WORK TO DO >> Output every line of the material exactly, omitting images.

Stored items from a collection:
········
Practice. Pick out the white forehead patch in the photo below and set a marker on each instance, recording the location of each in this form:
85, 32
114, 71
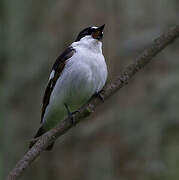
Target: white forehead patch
94, 27
52, 75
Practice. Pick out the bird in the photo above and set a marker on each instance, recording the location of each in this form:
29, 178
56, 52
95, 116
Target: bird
77, 74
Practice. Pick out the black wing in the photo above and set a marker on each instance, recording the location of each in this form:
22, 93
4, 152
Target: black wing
57, 68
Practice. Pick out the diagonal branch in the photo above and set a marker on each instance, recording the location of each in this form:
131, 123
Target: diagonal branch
158, 45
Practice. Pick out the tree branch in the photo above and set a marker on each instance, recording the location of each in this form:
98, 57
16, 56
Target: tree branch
121, 80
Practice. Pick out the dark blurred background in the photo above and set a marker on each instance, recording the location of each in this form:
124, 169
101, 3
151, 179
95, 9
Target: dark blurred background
135, 134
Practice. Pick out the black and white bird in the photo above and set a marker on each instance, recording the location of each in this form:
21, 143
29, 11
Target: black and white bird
77, 74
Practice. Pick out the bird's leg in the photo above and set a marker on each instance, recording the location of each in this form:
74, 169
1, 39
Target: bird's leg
99, 95
70, 114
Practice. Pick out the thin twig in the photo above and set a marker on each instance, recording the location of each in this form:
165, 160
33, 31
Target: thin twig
121, 80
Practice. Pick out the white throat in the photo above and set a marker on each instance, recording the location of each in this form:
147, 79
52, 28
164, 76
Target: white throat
90, 43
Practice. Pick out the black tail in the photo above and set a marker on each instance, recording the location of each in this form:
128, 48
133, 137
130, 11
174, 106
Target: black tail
38, 134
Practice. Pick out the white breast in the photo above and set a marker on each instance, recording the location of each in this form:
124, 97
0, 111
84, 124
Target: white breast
84, 74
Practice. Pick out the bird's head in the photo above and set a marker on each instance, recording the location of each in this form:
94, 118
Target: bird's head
91, 32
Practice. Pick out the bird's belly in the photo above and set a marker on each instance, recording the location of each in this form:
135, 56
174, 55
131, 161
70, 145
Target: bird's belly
73, 88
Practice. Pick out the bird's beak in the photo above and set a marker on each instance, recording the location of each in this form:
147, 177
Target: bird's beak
98, 33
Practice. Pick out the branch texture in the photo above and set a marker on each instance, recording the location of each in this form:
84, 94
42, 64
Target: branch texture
158, 45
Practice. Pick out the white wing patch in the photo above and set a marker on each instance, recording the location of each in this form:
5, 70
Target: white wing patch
52, 75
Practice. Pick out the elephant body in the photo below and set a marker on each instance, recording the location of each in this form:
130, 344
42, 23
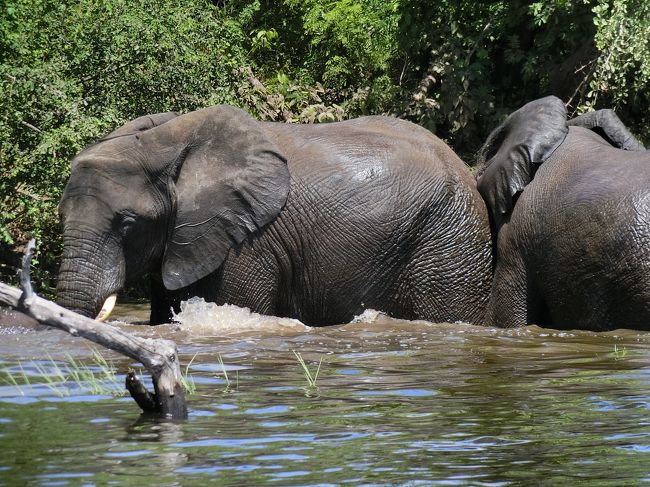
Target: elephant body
573, 247
377, 213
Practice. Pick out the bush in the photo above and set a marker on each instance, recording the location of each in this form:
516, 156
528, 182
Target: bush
71, 71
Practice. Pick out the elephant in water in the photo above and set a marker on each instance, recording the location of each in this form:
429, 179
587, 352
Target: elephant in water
314, 222
570, 210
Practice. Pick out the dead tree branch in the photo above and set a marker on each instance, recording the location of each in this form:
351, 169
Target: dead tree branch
159, 356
········
EXPECTED OUTPUT >>
Practice. Pick out the white forehead patch in the photo below and set a marker on each instance, recording the location of each in this form:
85, 32
114, 71
Target: white forehead patch
94, 27
52, 75
Practice. Pick out the bird in the photo above and set a marker on each instance, recording the location of each in this form:
29, 178
56, 52
95, 116
Target: bird
77, 74
Practice. Pick out the black wing in the photo above and set a marker on each instance, recording the location of each in this form:
22, 93
4, 152
Target: black wing
57, 68
Practice. Pick out the diagonal branch in the photo above and set a marker on each instance, recording the location of each in this form:
131, 123
Target: diagonal branch
158, 45
Practice. Pick out the tree branch in the photo above and set a marker on each instance, recording the location of each in this form:
98, 57
16, 56
Target: tree branch
121, 80
Practice. Pick out the dark blurred background in the photo above and set a marker on each instance, recording the location of each in this form:
124, 169
101, 3
151, 179
95, 9
Target: dark blurred background
135, 134
Practice. Pick out the black and white bird in the photo above and set a marker on each instance, recording the location of each in this form:
21, 143
29, 11
Target: black and white bird
77, 74
Practice. Pick out the bird's leg in the photo above and set a marker on each instance, recording the location of each in this form:
74, 169
1, 39
Target: bird's leg
99, 95
70, 114
Practice. Pick out the thin twig in the photo above and set a marker on each instance, recording the location of each in this form:
165, 160
33, 31
Target: thin twig
121, 80
Practice. Pick out the white throat in the photo above and set a marker on each instance, recording the location of each in this form:
147, 79
52, 28
164, 76
Target: white throat
90, 43
Practice. Pick out the black tail in the photo above and set a marker on each instance, recording the location of each in this form:
128, 48
133, 137
130, 11
174, 106
Target: black tail
38, 134
Practice. Pick out the white breast in the photo above and set a marker on each instance, recording the location of each in this form:
124, 97
0, 111
84, 124
Target: white breast
84, 74
Practice. Pick out the bird's head in the photo above and set a marker on each instance, recording the location of each in this form:
94, 118
Target: bird's head
91, 32
Practice. Pick out the bird's belly in the photo above and set a marker on each instance, recording the location of each in this form:
135, 56
174, 55
131, 161
70, 145
Target: bird's belly
73, 88
Practice. Pick out the bird's beak in the photo above and set a marker on each instance, recording the location of each in this form:
147, 177
Target: bird's beak
98, 33
Practice. Pick out the branch texture in the photo above and set a marker on each instance, recording the location of each in this form:
84, 94
42, 64
Target: branch texture
158, 45
Practice. Pick out the white wing patch in the photo above and set a marker on each instance, recording the location of each in this form:
5, 70
Target: white wing patch
52, 75
Practice. Pick out the elephant body in the photo below and set a marker on each instance, recording the location of each in this form:
130, 344
42, 23
Target: elephant body
573, 247
377, 213
Practice. Pick out the bush in the photo above and set a marker on each instance, recording the location of each in this form:
516, 156
528, 182
Target: bush
71, 71
Practice. Pick out the elephant in water in the photo above and set a marker on each instance, recording the location of each in this form:
429, 179
587, 352
Target: elephant in water
314, 222
570, 210
Practice. Pick out the dead tree branch in the photo above and set a marker on each instance, recording the location of each in this form:
351, 169
Target: dead tree branch
159, 356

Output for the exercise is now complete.